### [Document section]
* * * * * * * * *
In Germany several times it was discussed to stop issuing 1 and 2 Pfennig pieces. But it was never realized because one of the "Urängste" of the Germans is the fear of inflation in memory of the hyperinflation in 1923.
In 1932 Germany under Chancellor Brüning issued a 4 Reichspfennig coin (instead of the usual 5 Reichspfennig coin). The intention was to educate the people in economy. Brüning had hoped for a new price consciousness and for lowering of the consumer prices. Each wage paying had to have at least 2 Reichsmark paid in these 4 Pfennig coins. One year later this coin was cancelled.
Finland, a member of the EURO zone, has neither 1 nor 2 cent coins in circulation.
* * * * * * * * *
### [Given exercise 1]
Answer these questions using the passage on small coins:
(a) In what year did the hyperinflation that Germans remember occur?
(b) What was the minimum amount of each wage payment that had to be made in the 4 Pfennig coins?
(c) Which member of the euro zone has neither 1 nor 2 cent coins in circulation?
### [Given exercise 2]
Reproduce verbatim the portion of the passage on small coins running from "In Germany several" down to "coin was cancelled.".
The records were drawn from a separate source.

[Collected data entries]
* * * * * * * * *
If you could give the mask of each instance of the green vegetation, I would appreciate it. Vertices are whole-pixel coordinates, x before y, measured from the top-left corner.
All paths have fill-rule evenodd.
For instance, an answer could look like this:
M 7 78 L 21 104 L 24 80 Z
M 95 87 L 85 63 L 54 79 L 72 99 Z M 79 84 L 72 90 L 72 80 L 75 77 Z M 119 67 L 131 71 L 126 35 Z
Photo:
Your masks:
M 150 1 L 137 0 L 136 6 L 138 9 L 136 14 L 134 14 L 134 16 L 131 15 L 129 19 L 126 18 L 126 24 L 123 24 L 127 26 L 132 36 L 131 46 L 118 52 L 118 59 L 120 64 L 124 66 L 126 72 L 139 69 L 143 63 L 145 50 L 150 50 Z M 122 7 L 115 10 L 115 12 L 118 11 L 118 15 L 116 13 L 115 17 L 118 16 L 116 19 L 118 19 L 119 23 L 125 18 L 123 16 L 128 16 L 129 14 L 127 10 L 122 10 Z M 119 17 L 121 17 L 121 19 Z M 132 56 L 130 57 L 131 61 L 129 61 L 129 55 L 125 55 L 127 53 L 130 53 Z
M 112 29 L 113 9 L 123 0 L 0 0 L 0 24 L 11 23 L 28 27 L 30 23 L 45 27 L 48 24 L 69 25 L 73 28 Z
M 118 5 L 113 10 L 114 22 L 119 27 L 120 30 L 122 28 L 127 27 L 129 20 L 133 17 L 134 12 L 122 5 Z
* * * * * * * * *
### [Exercise solution 1]
(a) 1923
(b) 2 Reichsmark
(c) Finland

### [Exercise solution 2]
In Germany several times it was discussed to stop issuing 1 and 2 Pfennig pieces. But it was never realized because one of the "Urängste" of the Germans is the fear of inflation in memory of the hyperinflation in 1923.
In 1932 Germany under Chancellor Brüning issued a 4 Reichspfennig coin (instead of the usual 5 Reichspfennig coin). The intention was to educate the people in economy. Brüning had hoped for a new price consciousness and for lowering of the consumer prices. Each wage paying had to have at least 2 Reichsmark paid in these 4 Pfennig coins. One year later this coin was cancelled.